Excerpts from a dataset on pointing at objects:

......

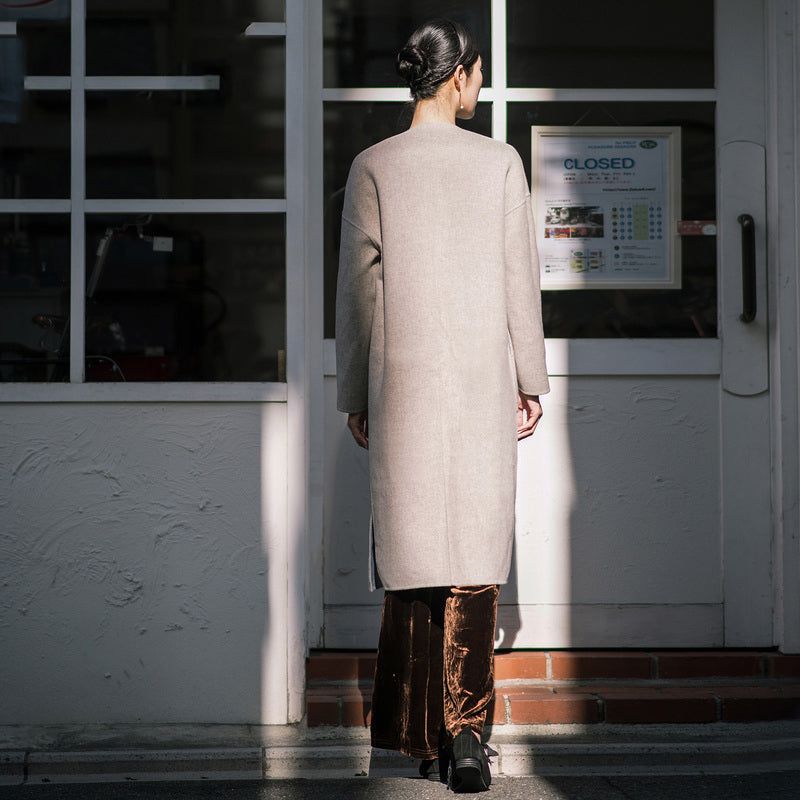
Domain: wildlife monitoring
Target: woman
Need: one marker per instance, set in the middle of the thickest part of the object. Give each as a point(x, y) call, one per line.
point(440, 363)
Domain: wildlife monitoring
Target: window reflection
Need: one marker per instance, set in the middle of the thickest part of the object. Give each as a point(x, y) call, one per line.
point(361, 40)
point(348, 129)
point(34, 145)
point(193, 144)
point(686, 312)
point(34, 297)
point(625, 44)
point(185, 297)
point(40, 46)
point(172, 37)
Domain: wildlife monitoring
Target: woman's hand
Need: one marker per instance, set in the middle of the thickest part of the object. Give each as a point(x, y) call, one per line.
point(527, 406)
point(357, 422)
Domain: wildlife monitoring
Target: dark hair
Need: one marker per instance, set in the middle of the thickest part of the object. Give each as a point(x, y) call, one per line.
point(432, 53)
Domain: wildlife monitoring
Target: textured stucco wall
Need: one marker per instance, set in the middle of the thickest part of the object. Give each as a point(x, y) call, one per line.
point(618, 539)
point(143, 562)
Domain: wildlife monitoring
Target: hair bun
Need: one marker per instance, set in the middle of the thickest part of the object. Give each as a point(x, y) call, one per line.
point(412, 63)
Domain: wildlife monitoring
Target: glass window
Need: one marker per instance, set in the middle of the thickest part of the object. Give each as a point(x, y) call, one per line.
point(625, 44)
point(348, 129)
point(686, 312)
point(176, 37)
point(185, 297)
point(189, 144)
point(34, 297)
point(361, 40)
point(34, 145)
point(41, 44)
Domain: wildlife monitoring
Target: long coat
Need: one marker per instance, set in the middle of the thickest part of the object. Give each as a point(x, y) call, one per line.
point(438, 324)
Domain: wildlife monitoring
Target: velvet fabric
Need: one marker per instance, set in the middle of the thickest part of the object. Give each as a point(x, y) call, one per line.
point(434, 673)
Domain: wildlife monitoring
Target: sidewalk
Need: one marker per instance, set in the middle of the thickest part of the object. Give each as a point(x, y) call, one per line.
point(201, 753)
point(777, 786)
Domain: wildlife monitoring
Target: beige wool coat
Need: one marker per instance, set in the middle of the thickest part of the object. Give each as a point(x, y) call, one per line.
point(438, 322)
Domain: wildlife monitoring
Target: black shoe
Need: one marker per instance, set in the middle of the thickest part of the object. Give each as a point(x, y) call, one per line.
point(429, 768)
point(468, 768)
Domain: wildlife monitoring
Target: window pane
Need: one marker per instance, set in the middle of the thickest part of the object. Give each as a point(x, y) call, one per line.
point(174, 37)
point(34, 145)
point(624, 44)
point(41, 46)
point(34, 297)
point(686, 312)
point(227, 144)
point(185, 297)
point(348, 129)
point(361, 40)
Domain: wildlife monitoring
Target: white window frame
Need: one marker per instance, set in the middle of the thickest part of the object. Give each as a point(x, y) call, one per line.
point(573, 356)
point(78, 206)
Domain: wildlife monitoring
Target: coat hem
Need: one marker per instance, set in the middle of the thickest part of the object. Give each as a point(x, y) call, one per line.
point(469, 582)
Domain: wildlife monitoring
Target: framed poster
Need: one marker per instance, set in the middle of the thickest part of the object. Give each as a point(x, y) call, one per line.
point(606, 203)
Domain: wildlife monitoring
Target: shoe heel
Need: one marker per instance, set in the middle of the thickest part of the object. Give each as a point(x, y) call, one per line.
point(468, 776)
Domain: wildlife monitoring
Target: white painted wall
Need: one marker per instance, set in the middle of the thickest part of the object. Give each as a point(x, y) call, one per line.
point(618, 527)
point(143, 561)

......

TASK TO COMPLETE | Filter the data above down to the lines that contain the string "window", and copy each one. Case matters.

CORRECT RESPONSE |
Target: window reflection
Target: glass window
Target: window pane
Target: white window frame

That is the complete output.